Text under study:
========================================================================

Filled with flavor and big on nutrition, this Instant Pot Pad Thai is a quick-fix meal to enjoy your favorite takeout from home! Filled with that peanut flavor you know and crave from traditional Pad Thai but lower in carbs thanks to spaghetti squash, this twist is a great way to fuel your goals this year!
What You Need to Make this Recipe
- Two peanut options are offered: powdered peanut butter and natural creamy peanut butter. See recipe notes below on what to use based on your dietary goals (or what you have on hand.)
- Switch up your veggies based on what you have on hand! Water chestnuts are also a great option!
- Red pepper and lemon juice aren’t pictured in ingredients below, but are part of the recipe. Whoops, sorry!
How to Make this Recipe
Start by preparing the spaghetti squash! Wash, halve, discard seeds. Then pressure cook with water for 10 minutes in your Instant Pot.
Remove and let cool, then shred the squash with two forks.
Steps #3 through 5:
Whisk the peanut sauce ingredients together. If using the peanut powder, follow picture #4. If using peanut butter, follow picture #3. You do not need to decrease the water based on using the peanut butter. The veggies will still absorb the sauce.
Steps #6 through 10:
Saute the onions and garlic with sesame oil using the Saute function on the Instant Pot. Then toss in the remaining veggies and saute for another 8 minutes (or until veggies are tender with only a slight crunch.)
Once cooked, stir in the sauce and add the spaghetti squash.
Serve warm with desired toppings!
Recipe Tips + Notes
- For a lower calorie and fat option, I recommend using the powdered peanut butter option.
- Using the peanut butter you have on hand also works well too! It will just result in the end dish being a little higher in total calories and fat (which is totally fine because this Instant Pot Pad Thai is still very light!)
- If you prefer a higher carb meal, substitute cooked traditional pad Thai rice noodles in place of spaghetti squash.
- If you are allergic to peanuts, feel free to swap the peanut butter with a sunflower seed butter.

========================================================================

Source material:
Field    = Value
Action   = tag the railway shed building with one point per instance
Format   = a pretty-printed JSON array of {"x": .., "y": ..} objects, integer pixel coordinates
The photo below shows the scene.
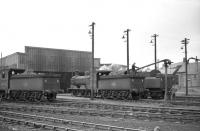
[{"x": 49, "y": 60}]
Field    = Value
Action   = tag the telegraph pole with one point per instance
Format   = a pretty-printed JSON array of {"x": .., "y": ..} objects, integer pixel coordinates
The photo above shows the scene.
[
  {"x": 185, "y": 42},
  {"x": 92, "y": 70},
  {"x": 155, "y": 50},
  {"x": 127, "y": 40}
]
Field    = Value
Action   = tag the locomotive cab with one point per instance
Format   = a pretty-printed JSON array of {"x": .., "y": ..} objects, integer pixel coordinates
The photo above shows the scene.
[{"x": 5, "y": 75}]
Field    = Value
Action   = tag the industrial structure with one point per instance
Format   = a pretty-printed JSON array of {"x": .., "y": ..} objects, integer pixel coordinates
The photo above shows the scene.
[
  {"x": 48, "y": 60},
  {"x": 193, "y": 73}
]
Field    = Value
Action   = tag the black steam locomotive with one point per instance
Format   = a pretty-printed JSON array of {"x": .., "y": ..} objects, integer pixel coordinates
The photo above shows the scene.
[{"x": 16, "y": 85}]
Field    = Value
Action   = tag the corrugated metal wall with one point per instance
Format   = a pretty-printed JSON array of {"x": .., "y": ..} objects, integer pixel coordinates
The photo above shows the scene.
[{"x": 55, "y": 60}]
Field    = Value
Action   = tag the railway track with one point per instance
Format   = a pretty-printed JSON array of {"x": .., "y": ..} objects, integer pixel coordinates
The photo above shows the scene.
[
  {"x": 52, "y": 123},
  {"x": 155, "y": 114}
]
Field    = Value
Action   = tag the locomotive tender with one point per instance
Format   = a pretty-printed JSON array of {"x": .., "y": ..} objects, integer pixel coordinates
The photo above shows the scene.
[
  {"x": 110, "y": 86},
  {"x": 31, "y": 87}
]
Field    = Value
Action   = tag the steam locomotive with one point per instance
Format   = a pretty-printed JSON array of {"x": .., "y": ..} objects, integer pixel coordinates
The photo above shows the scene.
[
  {"x": 109, "y": 86},
  {"x": 132, "y": 86},
  {"x": 16, "y": 85}
]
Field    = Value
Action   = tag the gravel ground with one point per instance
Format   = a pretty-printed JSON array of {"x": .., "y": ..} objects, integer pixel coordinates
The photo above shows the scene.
[{"x": 128, "y": 123}]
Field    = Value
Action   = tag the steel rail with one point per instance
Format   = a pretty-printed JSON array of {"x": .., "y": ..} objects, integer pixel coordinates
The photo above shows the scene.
[
  {"x": 67, "y": 122},
  {"x": 171, "y": 117}
]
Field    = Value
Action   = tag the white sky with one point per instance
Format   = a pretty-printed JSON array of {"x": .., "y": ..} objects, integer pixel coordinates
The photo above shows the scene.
[{"x": 64, "y": 24}]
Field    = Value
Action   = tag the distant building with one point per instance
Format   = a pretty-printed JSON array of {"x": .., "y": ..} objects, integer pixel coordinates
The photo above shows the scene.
[
  {"x": 193, "y": 73},
  {"x": 15, "y": 60},
  {"x": 47, "y": 60},
  {"x": 50, "y": 60}
]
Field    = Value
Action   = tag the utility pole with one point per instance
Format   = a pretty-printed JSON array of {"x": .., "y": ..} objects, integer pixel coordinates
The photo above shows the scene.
[
  {"x": 185, "y": 42},
  {"x": 92, "y": 67},
  {"x": 1, "y": 62},
  {"x": 155, "y": 50},
  {"x": 126, "y": 35}
]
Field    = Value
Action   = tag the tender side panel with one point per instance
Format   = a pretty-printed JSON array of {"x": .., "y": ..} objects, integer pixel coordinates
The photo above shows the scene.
[
  {"x": 152, "y": 82},
  {"x": 114, "y": 84},
  {"x": 51, "y": 84},
  {"x": 30, "y": 84}
]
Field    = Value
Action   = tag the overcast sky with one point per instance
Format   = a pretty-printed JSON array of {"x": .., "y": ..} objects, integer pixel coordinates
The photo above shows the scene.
[{"x": 64, "y": 24}]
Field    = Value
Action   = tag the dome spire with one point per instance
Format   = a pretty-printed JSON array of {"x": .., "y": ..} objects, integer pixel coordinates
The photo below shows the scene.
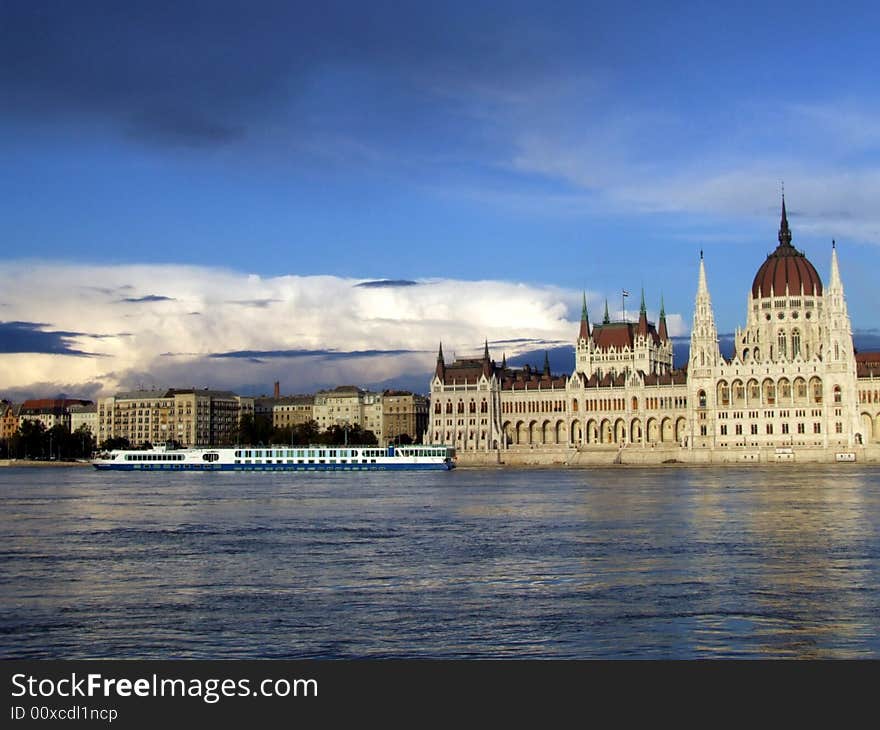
[
  {"x": 585, "y": 321},
  {"x": 784, "y": 230}
]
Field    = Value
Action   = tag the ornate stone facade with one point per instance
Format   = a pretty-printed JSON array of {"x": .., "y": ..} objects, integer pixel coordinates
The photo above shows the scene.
[{"x": 791, "y": 384}]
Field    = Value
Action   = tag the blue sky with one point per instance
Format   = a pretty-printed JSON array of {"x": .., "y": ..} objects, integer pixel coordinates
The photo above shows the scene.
[{"x": 557, "y": 145}]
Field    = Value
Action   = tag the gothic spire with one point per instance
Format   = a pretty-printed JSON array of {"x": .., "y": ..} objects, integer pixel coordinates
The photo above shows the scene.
[
  {"x": 643, "y": 316},
  {"x": 440, "y": 370},
  {"x": 784, "y": 230},
  {"x": 834, "y": 278},
  {"x": 664, "y": 334},
  {"x": 704, "y": 336},
  {"x": 585, "y": 321}
]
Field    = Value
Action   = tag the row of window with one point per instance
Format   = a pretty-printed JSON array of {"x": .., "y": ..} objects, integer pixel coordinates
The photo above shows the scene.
[{"x": 768, "y": 428}]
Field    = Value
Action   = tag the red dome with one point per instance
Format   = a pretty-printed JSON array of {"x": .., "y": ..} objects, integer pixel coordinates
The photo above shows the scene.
[{"x": 786, "y": 266}]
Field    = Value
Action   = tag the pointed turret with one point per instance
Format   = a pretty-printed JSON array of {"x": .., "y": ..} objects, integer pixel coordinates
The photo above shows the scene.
[
  {"x": 585, "y": 321},
  {"x": 440, "y": 370},
  {"x": 834, "y": 281},
  {"x": 704, "y": 337},
  {"x": 784, "y": 230},
  {"x": 643, "y": 317},
  {"x": 664, "y": 335}
]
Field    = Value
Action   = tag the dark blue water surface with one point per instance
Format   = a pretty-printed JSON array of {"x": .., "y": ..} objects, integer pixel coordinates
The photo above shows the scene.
[{"x": 663, "y": 562}]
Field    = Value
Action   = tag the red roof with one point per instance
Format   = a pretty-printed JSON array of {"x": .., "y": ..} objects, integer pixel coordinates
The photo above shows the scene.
[
  {"x": 620, "y": 335},
  {"x": 868, "y": 364},
  {"x": 786, "y": 266}
]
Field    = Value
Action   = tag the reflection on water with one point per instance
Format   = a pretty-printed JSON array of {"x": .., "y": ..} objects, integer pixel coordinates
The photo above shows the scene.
[{"x": 495, "y": 563}]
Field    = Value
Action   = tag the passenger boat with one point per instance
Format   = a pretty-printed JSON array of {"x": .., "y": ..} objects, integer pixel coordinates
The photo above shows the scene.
[{"x": 280, "y": 458}]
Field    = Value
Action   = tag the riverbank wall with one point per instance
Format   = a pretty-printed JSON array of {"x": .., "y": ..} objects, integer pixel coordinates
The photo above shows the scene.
[
  {"x": 32, "y": 463},
  {"x": 663, "y": 456}
]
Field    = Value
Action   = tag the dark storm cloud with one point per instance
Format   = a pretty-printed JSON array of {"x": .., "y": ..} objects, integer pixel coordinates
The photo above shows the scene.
[
  {"x": 147, "y": 298},
  {"x": 87, "y": 391},
  {"x": 203, "y": 73},
  {"x": 32, "y": 337},
  {"x": 256, "y": 303},
  {"x": 323, "y": 354},
  {"x": 561, "y": 359},
  {"x": 386, "y": 283}
]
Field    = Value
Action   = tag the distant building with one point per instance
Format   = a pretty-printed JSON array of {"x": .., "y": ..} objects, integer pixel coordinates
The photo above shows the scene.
[
  {"x": 348, "y": 404},
  {"x": 8, "y": 419},
  {"x": 189, "y": 417},
  {"x": 49, "y": 411},
  {"x": 294, "y": 410},
  {"x": 403, "y": 413},
  {"x": 84, "y": 416},
  {"x": 263, "y": 408},
  {"x": 793, "y": 384}
]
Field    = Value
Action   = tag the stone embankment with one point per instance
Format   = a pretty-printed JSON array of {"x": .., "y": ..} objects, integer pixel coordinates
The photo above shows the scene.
[
  {"x": 663, "y": 456},
  {"x": 32, "y": 463}
]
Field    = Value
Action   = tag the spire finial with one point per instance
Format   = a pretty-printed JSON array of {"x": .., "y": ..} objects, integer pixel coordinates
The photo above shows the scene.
[
  {"x": 784, "y": 230},
  {"x": 584, "y": 332}
]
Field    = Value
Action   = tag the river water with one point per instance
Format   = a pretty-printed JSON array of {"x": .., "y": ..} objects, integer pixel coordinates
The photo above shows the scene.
[{"x": 621, "y": 562}]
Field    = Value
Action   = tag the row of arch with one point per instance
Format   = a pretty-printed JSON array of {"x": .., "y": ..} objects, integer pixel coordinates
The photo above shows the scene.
[
  {"x": 596, "y": 431},
  {"x": 870, "y": 427},
  {"x": 460, "y": 407},
  {"x": 768, "y": 392}
]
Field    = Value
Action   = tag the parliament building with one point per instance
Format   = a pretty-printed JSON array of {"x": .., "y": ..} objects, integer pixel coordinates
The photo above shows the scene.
[{"x": 793, "y": 388}]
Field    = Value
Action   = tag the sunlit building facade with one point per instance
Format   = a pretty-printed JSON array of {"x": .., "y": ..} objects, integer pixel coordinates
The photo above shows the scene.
[{"x": 793, "y": 381}]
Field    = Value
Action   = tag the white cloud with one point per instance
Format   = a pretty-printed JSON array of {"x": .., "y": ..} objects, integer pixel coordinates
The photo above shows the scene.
[{"x": 199, "y": 312}]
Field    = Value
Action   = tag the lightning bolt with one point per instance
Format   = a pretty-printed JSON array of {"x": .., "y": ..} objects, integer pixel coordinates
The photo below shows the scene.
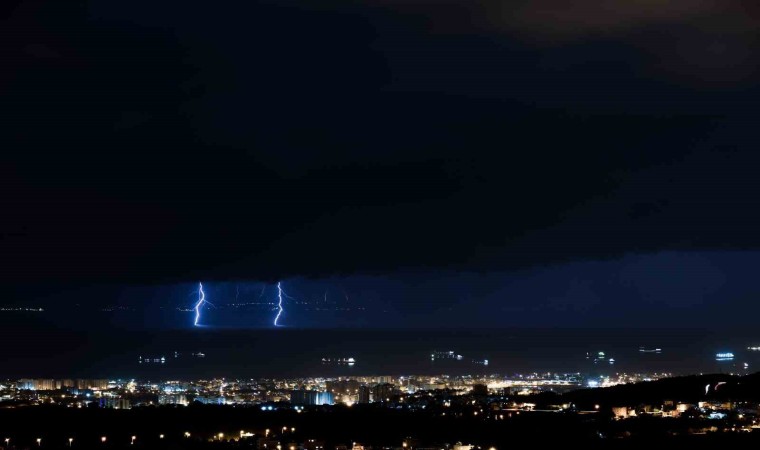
[
  {"x": 279, "y": 304},
  {"x": 201, "y": 301}
]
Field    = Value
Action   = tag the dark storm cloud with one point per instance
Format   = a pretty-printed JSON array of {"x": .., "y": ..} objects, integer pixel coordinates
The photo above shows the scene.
[{"x": 146, "y": 141}]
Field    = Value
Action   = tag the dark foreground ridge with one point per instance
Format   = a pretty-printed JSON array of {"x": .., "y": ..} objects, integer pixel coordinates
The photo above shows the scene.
[{"x": 698, "y": 411}]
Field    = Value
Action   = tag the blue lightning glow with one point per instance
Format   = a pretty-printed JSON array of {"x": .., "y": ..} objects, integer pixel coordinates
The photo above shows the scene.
[
  {"x": 279, "y": 304},
  {"x": 198, "y": 306}
]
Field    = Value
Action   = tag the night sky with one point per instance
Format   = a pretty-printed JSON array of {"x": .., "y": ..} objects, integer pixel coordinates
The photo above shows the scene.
[{"x": 439, "y": 163}]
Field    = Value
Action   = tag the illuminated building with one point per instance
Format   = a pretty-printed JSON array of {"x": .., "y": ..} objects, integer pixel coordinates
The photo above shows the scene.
[
  {"x": 172, "y": 399},
  {"x": 364, "y": 394},
  {"x": 383, "y": 392},
  {"x": 304, "y": 397},
  {"x": 115, "y": 403}
]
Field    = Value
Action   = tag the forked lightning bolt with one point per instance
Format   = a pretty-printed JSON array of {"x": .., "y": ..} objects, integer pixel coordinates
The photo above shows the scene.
[
  {"x": 279, "y": 304},
  {"x": 201, "y": 301}
]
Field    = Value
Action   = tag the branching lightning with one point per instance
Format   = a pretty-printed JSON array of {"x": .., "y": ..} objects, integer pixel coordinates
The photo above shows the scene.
[
  {"x": 199, "y": 305},
  {"x": 279, "y": 304}
]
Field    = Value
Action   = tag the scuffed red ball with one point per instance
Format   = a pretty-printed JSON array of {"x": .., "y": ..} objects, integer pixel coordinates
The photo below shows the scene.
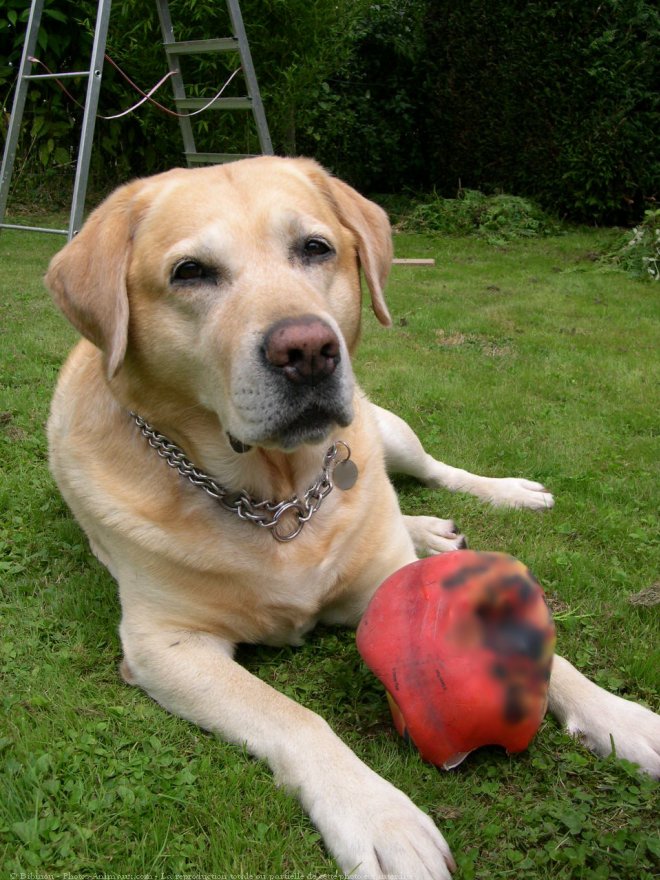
[{"x": 463, "y": 643}]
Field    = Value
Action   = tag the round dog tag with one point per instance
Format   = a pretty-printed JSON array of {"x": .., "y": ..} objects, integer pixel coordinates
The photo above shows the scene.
[{"x": 345, "y": 474}]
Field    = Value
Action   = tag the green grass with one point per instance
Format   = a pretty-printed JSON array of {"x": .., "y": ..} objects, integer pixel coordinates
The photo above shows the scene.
[{"x": 530, "y": 361}]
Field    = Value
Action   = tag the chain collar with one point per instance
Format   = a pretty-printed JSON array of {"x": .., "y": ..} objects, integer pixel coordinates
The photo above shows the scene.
[{"x": 266, "y": 514}]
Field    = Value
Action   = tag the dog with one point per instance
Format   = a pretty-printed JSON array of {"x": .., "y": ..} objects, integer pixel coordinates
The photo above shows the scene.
[{"x": 220, "y": 308}]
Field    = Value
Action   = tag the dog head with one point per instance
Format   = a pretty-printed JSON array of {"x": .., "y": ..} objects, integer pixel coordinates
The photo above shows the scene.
[{"x": 235, "y": 288}]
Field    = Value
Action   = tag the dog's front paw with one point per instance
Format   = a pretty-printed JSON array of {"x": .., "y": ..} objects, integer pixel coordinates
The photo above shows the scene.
[
  {"x": 432, "y": 535},
  {"x": 375, "y": 832},
  {"x": 632, "y": 730},
  {"x": 515, "y": 492}
]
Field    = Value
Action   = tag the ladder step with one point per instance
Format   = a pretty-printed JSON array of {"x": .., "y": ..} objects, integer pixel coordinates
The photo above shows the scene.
[
  {"x": 220, "y": 104},
  {"x": 217, "y": 158},
  {"x": 199, "y": 47}
]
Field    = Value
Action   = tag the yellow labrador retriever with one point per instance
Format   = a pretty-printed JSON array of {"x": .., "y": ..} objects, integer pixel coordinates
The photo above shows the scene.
[{"x": 220, "y": 308}]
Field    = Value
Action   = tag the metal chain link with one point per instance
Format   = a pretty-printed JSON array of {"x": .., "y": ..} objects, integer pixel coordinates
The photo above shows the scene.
[{"x": 266, "y": 514}]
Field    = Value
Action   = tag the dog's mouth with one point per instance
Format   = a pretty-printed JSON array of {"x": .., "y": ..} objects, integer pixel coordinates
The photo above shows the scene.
[{"x": 311, "y": 426}]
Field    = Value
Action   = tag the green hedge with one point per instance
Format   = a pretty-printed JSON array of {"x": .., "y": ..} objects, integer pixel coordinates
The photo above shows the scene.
[{"x": 554, "y": 101}]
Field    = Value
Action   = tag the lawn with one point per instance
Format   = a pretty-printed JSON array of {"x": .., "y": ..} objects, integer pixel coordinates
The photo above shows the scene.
[{"x": 529, "y": 360}]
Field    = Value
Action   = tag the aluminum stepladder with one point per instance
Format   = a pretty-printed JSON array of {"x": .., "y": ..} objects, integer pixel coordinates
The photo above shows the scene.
[{"x": 236, "y": 43}]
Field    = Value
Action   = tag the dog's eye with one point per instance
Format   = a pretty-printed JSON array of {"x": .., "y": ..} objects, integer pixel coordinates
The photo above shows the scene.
[
  {"x": 188, "y": 271},
  {"x": 316, "y": 248}
]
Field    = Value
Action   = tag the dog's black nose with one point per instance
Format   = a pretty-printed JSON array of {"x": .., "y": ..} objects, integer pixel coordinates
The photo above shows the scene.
[{"x": 305, "y": 349}]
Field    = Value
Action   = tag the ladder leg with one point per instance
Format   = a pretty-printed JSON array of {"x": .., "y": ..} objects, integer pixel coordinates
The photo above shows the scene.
[
  {"x": 89, "y": 117},
  {"x": 250, "y": 77},
  {"x": 16, "y": 118},
  {"x": 177, "y": 80}
]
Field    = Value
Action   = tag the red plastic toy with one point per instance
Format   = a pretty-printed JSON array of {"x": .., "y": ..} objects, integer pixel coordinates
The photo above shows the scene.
[{"x": 463, "y": 643}]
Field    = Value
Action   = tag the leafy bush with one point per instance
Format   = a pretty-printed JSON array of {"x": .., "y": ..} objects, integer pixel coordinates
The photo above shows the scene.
[
  {"x": 556, "y": 101},
  {"x": 639, "y": 252},
  {"x": 498, "y": 218}
]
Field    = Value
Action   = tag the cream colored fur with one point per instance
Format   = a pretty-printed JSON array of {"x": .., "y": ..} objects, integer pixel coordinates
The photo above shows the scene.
[{"x": 194, "y": 580}]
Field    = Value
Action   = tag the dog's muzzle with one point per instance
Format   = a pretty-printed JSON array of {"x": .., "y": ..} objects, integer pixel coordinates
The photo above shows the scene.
[{"x": 305, "y": 350}]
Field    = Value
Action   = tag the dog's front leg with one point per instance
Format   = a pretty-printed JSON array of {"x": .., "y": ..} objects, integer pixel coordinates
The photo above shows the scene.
[
  {"x": 404, "y": 454},
  {"x": 603, "y": 721},
  {"x": 372, "y": 829}
]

========================================================================

Work instruction A:
Rewrite the Pad Thai recipe paragraph that begins "Whisk the peanut sauce ingredients together" as a shorter list that keeps its main facts.
Work instruction B:
Transcribe the stretch of the Pad Thai recipe from "Remove and let" through "a slight crunch.)".
Rely only on the Pad Thai recipe, not on the items.

Reply A:
- Whisk the peanut sauce ingredients together.
- Peanut powder: follow picture #4.
- Peanut butter: follow picture #3.
- Peanut butter needs no less water; the veggies will still absorb the sauce.

Reply B:
Remove and let cool, then shred the squash with two forks.
Steps #3 through 5:
Whisk the peanut sauce ingredients together. If using the peanut powder, follow picture #4. If using peanut butter, follow picture #3. You do not need to decrease the water based on using the peanut butter. The veggies will still absorb the sauce.
Steps #6 through 10:
Saute the onions and garlic with sesame oil using the Saute function on the Instant Pot. Then toss in the remaining veggies and saute for another 8 minutes (or until veggies are tender with only a slight crunch.)